* **WHAT THE TASK REQUIRES**
Which lines run from the line with "One point belongs to every instance of the blue police" to the end of the entries? Write out exactly those, leaving out the pictures.
+++
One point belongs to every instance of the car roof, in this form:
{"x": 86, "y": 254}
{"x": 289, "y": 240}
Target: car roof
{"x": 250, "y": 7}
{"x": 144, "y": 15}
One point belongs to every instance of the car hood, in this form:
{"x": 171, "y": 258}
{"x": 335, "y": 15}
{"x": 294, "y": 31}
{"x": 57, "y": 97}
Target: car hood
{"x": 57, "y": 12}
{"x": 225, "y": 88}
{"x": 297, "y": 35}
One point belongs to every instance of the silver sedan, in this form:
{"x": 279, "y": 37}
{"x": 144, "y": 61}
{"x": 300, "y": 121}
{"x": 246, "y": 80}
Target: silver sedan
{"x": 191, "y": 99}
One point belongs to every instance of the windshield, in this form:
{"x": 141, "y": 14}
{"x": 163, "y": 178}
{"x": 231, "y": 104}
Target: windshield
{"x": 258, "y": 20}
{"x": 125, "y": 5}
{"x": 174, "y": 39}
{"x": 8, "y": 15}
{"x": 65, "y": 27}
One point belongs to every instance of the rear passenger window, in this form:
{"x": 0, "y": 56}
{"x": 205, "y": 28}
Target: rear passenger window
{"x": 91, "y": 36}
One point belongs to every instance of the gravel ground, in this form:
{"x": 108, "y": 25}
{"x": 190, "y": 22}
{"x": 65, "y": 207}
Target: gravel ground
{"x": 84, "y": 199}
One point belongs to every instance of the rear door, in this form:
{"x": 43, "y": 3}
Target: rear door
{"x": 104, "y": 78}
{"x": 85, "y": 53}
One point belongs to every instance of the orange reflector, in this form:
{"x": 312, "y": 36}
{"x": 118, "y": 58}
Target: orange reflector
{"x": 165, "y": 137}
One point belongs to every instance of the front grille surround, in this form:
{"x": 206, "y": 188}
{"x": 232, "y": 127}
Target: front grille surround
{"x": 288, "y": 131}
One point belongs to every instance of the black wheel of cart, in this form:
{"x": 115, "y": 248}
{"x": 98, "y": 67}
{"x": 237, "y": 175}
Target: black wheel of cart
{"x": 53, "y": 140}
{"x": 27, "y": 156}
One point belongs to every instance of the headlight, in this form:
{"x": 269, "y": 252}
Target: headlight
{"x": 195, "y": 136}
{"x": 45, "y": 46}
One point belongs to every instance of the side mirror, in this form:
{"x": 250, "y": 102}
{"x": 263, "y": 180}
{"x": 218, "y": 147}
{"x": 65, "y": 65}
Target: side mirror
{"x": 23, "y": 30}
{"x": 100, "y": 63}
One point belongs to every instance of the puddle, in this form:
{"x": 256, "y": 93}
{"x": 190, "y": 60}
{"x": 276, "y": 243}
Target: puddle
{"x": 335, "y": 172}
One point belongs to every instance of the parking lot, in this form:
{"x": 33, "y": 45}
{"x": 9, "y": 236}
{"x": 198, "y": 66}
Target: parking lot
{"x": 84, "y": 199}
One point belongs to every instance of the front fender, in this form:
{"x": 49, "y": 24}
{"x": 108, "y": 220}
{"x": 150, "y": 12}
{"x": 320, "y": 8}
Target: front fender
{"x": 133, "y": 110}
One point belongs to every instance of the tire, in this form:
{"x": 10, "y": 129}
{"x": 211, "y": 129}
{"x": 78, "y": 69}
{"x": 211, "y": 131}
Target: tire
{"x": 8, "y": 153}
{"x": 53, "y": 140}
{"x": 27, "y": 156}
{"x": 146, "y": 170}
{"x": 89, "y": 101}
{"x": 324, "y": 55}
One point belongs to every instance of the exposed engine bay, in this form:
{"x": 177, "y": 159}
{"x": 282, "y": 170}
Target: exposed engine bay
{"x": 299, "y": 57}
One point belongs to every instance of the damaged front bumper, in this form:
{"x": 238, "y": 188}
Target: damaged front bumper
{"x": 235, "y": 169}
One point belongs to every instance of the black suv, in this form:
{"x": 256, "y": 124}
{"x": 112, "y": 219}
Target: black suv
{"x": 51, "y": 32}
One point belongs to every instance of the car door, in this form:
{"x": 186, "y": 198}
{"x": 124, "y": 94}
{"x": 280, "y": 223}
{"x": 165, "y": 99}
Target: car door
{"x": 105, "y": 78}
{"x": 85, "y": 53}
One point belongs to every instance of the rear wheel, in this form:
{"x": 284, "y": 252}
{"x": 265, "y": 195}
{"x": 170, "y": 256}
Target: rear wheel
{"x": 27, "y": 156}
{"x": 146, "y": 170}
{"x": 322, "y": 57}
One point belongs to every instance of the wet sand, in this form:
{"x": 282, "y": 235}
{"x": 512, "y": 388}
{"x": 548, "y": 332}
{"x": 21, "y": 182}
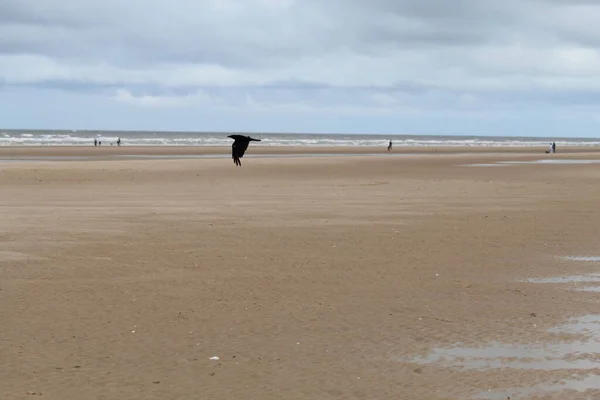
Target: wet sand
{"x": 308, "y": 278}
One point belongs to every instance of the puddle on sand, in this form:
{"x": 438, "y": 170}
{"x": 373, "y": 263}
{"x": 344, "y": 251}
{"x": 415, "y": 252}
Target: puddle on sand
{"x": 589, "y": 382}
{"x": 556, "y": 161}
{"x": 587, "y": 278}
{"x": 582, "y": 258}
{"x": 577, "y": 354}
{"x": 485, "y": 165}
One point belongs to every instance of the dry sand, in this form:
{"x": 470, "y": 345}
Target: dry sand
{"x": 309, "y": 277}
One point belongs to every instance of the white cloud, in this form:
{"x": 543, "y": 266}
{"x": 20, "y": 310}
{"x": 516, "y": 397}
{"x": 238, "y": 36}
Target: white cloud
{"x": 349, "y": 56}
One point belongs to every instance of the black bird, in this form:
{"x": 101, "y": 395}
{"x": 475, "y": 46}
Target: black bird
{"x": 239, "y": 146}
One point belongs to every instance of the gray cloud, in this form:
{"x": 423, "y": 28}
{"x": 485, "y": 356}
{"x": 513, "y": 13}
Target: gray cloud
{"x": 378, "y": 54}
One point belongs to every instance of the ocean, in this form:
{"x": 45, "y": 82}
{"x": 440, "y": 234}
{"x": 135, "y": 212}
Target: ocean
{"x": 149, "y": 138}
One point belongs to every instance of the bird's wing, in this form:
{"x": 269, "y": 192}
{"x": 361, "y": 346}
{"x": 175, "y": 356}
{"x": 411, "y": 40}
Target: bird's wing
{"x": 239, "y": 148}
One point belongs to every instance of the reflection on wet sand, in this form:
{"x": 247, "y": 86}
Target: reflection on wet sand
{"x": 580, "y": 354}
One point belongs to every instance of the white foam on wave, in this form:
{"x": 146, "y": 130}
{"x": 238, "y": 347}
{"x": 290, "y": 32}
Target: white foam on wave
{"x": 86, "y": 138}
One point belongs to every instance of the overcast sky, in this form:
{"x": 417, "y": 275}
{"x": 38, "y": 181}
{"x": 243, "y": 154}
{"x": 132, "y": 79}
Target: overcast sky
{"x": 515, "y": 67}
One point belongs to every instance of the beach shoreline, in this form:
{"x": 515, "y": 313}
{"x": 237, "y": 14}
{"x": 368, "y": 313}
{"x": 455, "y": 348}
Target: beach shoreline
{"x": 301, "y": 275}
{"x": 257, "y": 149}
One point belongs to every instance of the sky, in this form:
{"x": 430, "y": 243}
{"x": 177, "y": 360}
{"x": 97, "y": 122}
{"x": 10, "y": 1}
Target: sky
{"x": 473, "y": 67}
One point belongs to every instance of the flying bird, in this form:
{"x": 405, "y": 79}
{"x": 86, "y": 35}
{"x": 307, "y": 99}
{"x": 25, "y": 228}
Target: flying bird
{"x": 239, "y": 146}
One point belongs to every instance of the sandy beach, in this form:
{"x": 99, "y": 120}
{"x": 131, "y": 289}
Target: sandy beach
{"x": 308, "y": 277}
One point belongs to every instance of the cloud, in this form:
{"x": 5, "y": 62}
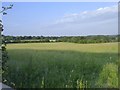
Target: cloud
{"x": 99, "y": 21}
{"x": 101, "y": 14}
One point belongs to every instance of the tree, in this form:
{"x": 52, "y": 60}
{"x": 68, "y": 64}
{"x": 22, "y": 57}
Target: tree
{"x": 3, "y": 52}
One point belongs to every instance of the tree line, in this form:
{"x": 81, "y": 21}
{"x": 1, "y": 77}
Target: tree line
{"x": 74, "y": 39}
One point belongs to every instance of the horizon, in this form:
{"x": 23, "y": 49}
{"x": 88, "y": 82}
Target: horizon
{"x": 61, "y": 19}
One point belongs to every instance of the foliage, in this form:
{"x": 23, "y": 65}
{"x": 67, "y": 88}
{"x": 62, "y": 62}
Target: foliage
{"x": 42, "y": 68}
{"x": 108, "y": 78}
{"x": 74, "y": 39}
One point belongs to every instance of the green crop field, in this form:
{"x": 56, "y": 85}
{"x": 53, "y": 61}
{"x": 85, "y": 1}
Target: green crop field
{"x": 62, "y": 65}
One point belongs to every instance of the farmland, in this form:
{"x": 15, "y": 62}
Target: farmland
{"x": 62, "y": 65}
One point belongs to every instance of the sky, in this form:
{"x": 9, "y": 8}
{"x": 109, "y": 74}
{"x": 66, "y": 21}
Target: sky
{"x": 61, "y": 19}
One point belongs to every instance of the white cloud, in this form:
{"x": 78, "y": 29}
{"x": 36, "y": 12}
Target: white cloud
{"x": 100, "y": 21}
{"x": 100, "y": 14}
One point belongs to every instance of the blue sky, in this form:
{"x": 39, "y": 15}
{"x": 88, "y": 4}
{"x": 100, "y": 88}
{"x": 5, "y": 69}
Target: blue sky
{"x": 61, "y": 19}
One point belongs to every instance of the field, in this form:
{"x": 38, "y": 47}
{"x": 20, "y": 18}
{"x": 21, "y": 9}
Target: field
{"x": 62, "y": 65}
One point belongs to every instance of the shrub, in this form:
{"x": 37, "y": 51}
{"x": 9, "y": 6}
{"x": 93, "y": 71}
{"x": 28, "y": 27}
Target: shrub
{"x": 108, "y": 78}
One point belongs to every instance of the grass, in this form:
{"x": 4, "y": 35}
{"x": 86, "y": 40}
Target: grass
{"x": 59, "y": 65}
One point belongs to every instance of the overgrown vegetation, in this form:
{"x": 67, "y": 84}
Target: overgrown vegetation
{"x": 59, "y": 67}
{"x": 75, "y": 39}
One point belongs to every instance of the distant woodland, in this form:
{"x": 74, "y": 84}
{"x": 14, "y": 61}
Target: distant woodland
{"x": 73, "y": 39}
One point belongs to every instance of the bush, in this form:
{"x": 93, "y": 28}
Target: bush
{"x": 108, "y": 78}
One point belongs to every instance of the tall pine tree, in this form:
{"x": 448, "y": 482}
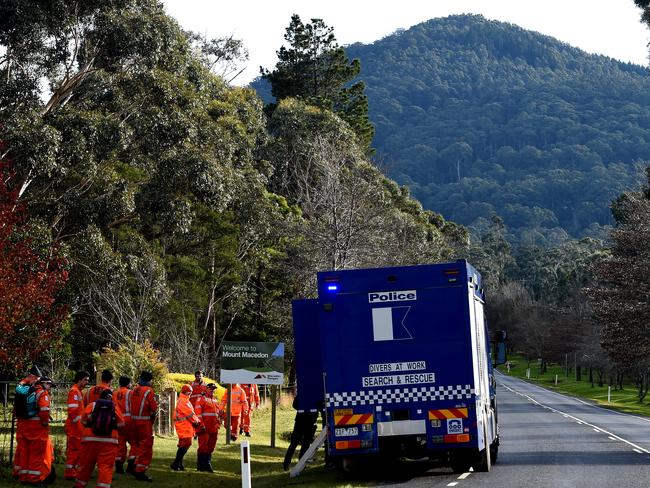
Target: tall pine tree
{"x": 315, "y": 69}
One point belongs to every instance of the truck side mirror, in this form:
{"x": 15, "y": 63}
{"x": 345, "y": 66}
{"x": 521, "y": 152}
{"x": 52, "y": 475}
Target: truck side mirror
{"x": 499, "y": 347}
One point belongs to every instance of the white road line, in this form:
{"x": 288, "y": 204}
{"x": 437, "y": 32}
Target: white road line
{"x": 645, "y": 419}
{"x": 596, "y": 428}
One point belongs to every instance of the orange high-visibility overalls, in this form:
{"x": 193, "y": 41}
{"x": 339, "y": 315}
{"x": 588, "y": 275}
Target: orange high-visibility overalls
{"x": 123, "y": 404}
{"x": 253, "y": 396}
{"x": 198, "y": 389}
{"x": 36, "y": 451}
{"x": 74, "y": 432}
{"x": 92, "y": 394}
{"x": 238, "y": 406}
{"x": 210, "y": 414}
{"x": 144, "y": 407}
{"x": 98, "y": 449}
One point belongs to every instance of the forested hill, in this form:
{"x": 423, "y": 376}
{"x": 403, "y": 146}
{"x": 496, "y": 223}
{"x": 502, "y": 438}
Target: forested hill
{"x": 478, "y": 116}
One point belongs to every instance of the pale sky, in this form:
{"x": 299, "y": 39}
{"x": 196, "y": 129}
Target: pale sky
{"x": 609, "y": 27}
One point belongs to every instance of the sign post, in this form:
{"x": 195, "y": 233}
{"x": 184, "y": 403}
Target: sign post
{"x": 261, "y": 363}
{"x": 274, "y": 401}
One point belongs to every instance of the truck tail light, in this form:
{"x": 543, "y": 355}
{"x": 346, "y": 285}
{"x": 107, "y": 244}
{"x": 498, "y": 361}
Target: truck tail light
{"x": 453, "y": 438}
{"x": 355, "y": 444}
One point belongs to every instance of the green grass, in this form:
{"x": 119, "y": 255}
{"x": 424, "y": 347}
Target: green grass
{"x": 266, "y": 462}
{"x": 625, "y": 400}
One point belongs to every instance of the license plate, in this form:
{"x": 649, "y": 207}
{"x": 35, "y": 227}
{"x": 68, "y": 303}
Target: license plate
{"x": 346, "y": 431}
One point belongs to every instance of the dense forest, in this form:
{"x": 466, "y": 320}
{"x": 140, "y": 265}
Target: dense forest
{"x": 149, "y": 210}
{"x": 479, "y": 117}
{"x": 146, "y": 202}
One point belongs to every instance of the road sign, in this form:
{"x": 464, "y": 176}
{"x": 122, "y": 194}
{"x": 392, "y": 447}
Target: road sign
{"x": 252, "y": 362}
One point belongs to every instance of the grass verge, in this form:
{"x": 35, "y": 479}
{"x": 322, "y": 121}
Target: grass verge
{"x": 266, "y": 461}
{"x": 625, "y": 400}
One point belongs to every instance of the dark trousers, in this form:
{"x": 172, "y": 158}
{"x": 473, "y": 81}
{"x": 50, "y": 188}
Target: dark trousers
{"x": 304, "y": 428}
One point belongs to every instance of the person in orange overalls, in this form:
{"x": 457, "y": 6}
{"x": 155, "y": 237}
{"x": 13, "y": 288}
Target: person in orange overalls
{"x": 207, "y": 409}
{"x": 73, "y": 425}
{"x": 185, "y": 421}
{"x": 33, "y": 434}
{"x": 143, "y": 414}
{"x": 33, "y": 375}
{"x": 92, "y": 394}
{"x": 253, "y": 396}
{"x": 198, "y": 387}
{"x": 99, "y": 448}
{"x": 239, "y": 406}
{"x": 122, "y": 400}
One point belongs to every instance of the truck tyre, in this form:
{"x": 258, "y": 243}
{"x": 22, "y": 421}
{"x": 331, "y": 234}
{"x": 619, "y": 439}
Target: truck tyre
{"x": 460, "y": 461}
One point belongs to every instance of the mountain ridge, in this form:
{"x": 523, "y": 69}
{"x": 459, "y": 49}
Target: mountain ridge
{"x": 480, "y": 117}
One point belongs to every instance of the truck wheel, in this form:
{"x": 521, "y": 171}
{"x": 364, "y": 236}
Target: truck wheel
{"x": 460, "y": 462}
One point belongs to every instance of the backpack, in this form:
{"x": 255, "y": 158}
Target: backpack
{"x": 102, "y": 420}
{"x": 25, "y": 402}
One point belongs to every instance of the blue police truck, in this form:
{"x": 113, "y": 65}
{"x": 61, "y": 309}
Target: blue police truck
{"x": 399, "y": 359}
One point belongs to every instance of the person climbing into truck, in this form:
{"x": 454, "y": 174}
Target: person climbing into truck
{"x": 304, "y": 428}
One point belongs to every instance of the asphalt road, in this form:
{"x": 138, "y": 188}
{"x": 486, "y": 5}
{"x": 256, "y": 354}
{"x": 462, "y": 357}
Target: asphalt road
{"x": 551, "y": 440}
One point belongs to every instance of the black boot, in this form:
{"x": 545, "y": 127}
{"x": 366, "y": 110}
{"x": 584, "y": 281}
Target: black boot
{"x": 199, "y": 462}
{"x": 208, "y": 463}
{"x": 143, "y": 477}
{"x": 180, "y": 453}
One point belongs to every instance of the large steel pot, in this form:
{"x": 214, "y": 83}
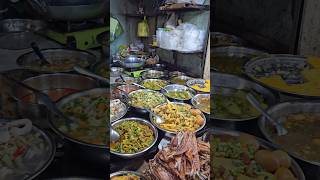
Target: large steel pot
{"x": 70, "y": 10}
{"x": 283, "y": 109}
{"x": 46, "y": 82}
{"x": 19, "y": 31}
{"x": 40, "y": 162}
{"x": 90, "y": 152}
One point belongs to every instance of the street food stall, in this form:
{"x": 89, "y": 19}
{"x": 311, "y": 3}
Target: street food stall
{"x": 41, "y": 44}
{"x": 160, "y": 89}
{"x": 265, "y": 91}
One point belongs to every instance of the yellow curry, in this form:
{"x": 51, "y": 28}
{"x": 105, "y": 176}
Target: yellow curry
{"x": 311, "y": 87}
{"x": 206, "y": 87}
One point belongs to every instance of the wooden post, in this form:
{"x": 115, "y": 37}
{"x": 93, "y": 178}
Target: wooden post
{"x": 206, "y": 73}
{"x": 309, "y": 40}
+++
* **REPLY**
One point belongs to every instance of the blue police truck, in this form:
{"x": 113, "y": 65}
{"x": 61, "y": 309}
Target: blue police truck
{"x": 399, "y": 359}
One point belongs to every instance of the person climbing into truck, in this form:
{"x": 454, "y": 174}
Target: person climbing into truck
{"x": 304, "y": 428}
One point belongs to every instance of the asphalt road, in this form:
{"x": 138, "y": 188}
{"x": 486, "y": 5}
{"x": 256, "y": 354}
{"x": 462, "y": 357}
Target: asphalt road
{"x": 551, "y": 440}
One point belongs to every instance of the black boot, in this form:
{"x": 545, "y": 127}
{"x": 366, "y": 110}
{"x": 584, "y": 281}
Target: black boot
{"x": 199, "y": 462}
{"x": 208, "y": 463}
{"x": 143, "y": 477}
{"x": 180, "y": 453}
One point belongs to every instance of the large steel pot, in this form:
{"x": 214, "y": 83}
Target: large steel pot
{"x": 70, "y": 10}
{"x": 283, "y": 109}
{"x": 46, "y": 82}
{"x": 19, "y": 31}
{"x": 40, "y": 162}
{"x": 90, "y": 152}
One point belongs to every instance of the street food stall, in this form:
{"x": 89, "y": 19}
{"x": 311, "y": 3}
Target: street food stall
{"x": 41, "y": 44}
{"x": 160, "y": 89}
{"x": 265, "y": 91}
One point belongs to every instance of the yellow curry, in this form:
{"x": 51, "y": 28}
{"x": 105, "y": 176}
Target: yellow curry
{"x": 311, "y": 87}
{"x": 206, "y": 87}
One point belongs to every instance of the wooden post, in this form:
{"x": 115, "y": 37}
{"x": 93, "y": 178}
Target: wooden post
{"x": 206, "y": 73}
{"x": 309, "y": 40}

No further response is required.